**Given problem**
Report how many lines of the material below contain the string "mountain". Give only the number.

**Material shown**
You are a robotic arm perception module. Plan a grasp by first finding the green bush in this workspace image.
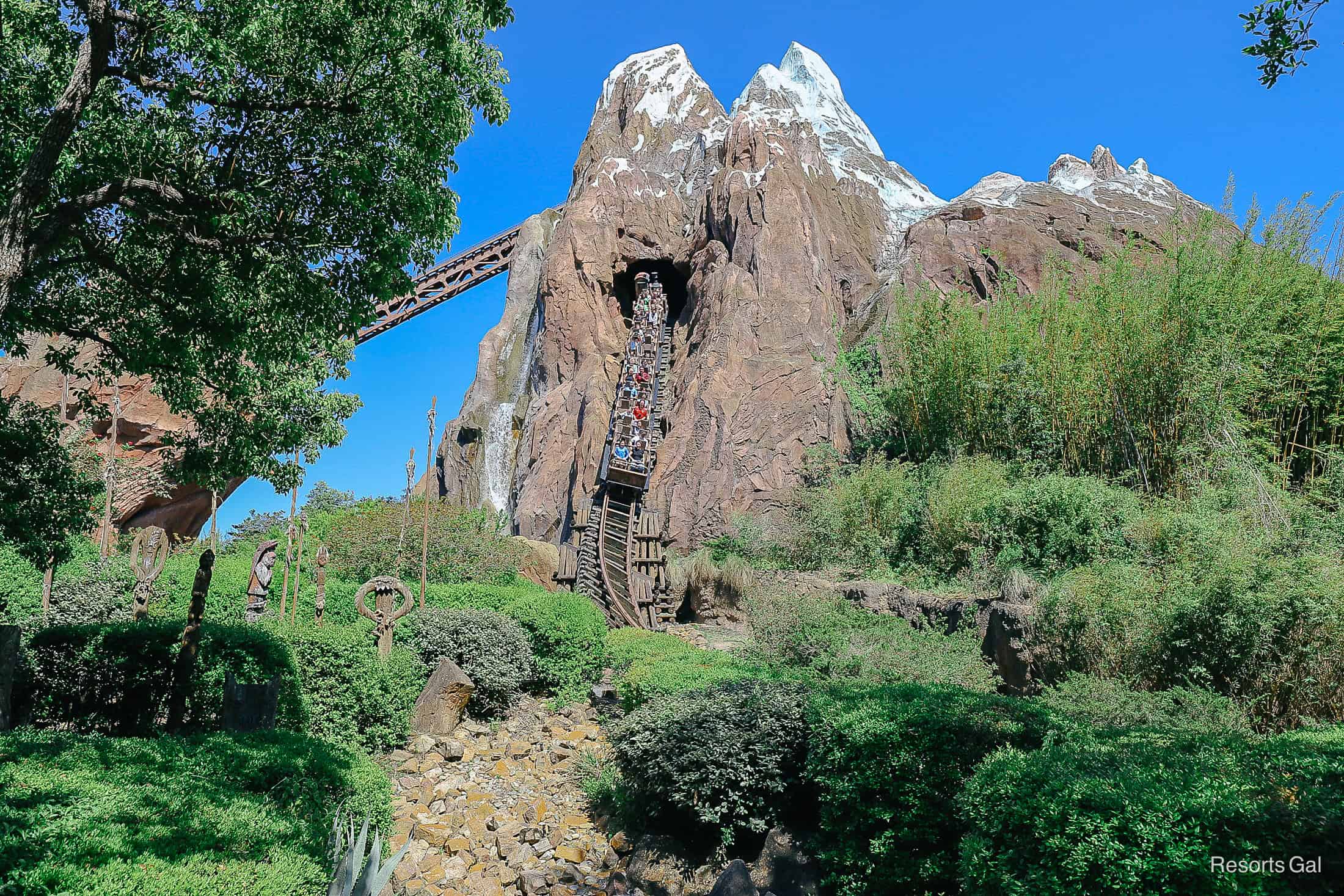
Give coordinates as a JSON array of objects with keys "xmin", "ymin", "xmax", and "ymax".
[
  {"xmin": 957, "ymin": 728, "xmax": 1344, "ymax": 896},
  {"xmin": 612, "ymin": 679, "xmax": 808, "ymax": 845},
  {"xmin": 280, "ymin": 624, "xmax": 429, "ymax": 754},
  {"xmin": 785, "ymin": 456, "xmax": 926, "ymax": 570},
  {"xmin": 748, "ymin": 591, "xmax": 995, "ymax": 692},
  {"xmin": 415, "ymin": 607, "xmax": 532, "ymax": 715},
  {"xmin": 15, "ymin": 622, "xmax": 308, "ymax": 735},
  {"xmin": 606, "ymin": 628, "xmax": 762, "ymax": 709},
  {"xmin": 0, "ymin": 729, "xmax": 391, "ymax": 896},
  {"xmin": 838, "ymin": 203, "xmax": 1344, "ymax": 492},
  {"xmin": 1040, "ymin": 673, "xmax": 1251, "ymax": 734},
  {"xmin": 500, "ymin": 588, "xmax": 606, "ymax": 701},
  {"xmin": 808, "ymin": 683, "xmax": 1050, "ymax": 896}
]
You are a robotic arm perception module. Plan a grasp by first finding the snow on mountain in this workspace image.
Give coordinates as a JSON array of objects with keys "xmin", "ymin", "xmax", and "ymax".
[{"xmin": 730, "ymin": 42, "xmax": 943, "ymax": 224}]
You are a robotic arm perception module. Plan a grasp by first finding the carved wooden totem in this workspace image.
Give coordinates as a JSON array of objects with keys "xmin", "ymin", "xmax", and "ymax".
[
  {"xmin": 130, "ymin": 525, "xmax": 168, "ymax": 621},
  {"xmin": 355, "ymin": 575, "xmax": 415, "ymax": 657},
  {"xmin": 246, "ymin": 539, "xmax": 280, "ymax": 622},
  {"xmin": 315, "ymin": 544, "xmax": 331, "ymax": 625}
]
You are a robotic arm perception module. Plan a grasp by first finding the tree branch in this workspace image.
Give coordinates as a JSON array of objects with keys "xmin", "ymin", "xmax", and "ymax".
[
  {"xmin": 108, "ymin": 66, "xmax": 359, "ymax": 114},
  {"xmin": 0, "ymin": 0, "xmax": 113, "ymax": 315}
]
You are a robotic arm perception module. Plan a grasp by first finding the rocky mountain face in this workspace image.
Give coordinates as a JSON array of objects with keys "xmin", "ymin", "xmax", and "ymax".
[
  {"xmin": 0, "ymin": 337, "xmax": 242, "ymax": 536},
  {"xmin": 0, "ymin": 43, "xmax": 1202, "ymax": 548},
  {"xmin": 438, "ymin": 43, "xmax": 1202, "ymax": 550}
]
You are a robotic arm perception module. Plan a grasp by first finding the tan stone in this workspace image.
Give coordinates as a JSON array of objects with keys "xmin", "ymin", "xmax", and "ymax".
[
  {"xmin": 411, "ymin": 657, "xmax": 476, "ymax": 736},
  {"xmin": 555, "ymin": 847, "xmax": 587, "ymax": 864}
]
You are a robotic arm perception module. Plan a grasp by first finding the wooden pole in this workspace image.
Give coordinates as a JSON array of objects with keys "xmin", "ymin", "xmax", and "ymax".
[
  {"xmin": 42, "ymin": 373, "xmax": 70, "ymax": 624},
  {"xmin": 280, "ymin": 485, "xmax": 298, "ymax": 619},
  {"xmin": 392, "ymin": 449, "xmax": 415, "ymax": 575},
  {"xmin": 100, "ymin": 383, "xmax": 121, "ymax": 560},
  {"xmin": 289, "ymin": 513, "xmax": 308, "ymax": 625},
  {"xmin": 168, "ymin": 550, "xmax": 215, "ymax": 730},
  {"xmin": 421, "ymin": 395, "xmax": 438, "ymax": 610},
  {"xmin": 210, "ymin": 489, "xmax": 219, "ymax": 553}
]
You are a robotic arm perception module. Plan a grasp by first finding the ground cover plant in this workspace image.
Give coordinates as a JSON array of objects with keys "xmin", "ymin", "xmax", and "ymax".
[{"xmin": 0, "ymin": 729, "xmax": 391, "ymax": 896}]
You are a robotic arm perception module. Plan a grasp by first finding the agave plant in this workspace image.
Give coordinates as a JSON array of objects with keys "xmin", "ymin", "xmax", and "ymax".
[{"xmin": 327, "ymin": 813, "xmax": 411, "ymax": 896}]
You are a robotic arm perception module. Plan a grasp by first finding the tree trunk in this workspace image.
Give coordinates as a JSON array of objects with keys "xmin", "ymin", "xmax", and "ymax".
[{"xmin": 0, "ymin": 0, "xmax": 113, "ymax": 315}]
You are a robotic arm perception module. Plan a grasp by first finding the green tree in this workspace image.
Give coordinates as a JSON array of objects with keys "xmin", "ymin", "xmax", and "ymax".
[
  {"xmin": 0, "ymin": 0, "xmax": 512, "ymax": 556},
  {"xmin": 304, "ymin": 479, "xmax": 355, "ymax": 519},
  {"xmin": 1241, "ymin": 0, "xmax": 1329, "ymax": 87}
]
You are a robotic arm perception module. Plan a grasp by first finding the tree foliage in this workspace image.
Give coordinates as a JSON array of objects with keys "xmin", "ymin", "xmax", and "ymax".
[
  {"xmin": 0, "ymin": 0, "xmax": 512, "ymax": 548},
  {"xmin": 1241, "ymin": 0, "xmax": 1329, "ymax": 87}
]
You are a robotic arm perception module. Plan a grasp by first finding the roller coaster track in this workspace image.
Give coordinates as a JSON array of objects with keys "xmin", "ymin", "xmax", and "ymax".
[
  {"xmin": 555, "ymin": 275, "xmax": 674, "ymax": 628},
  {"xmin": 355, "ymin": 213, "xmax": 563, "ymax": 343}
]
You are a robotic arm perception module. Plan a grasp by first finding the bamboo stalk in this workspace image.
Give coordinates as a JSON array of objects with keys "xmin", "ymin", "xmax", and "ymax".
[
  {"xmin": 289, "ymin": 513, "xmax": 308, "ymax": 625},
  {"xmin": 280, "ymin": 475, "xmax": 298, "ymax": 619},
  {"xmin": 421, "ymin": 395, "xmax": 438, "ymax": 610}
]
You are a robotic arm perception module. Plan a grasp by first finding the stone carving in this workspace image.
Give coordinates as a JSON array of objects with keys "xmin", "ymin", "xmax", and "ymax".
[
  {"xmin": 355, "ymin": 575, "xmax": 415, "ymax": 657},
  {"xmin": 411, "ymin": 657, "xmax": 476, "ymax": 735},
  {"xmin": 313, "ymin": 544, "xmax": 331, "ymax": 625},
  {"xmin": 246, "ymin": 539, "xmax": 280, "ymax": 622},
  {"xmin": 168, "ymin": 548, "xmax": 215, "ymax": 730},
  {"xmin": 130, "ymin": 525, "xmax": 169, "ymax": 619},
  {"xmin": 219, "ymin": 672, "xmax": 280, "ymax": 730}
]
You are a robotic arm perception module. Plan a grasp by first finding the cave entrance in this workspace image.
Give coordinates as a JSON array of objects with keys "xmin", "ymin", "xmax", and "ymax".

**Exercise response**
2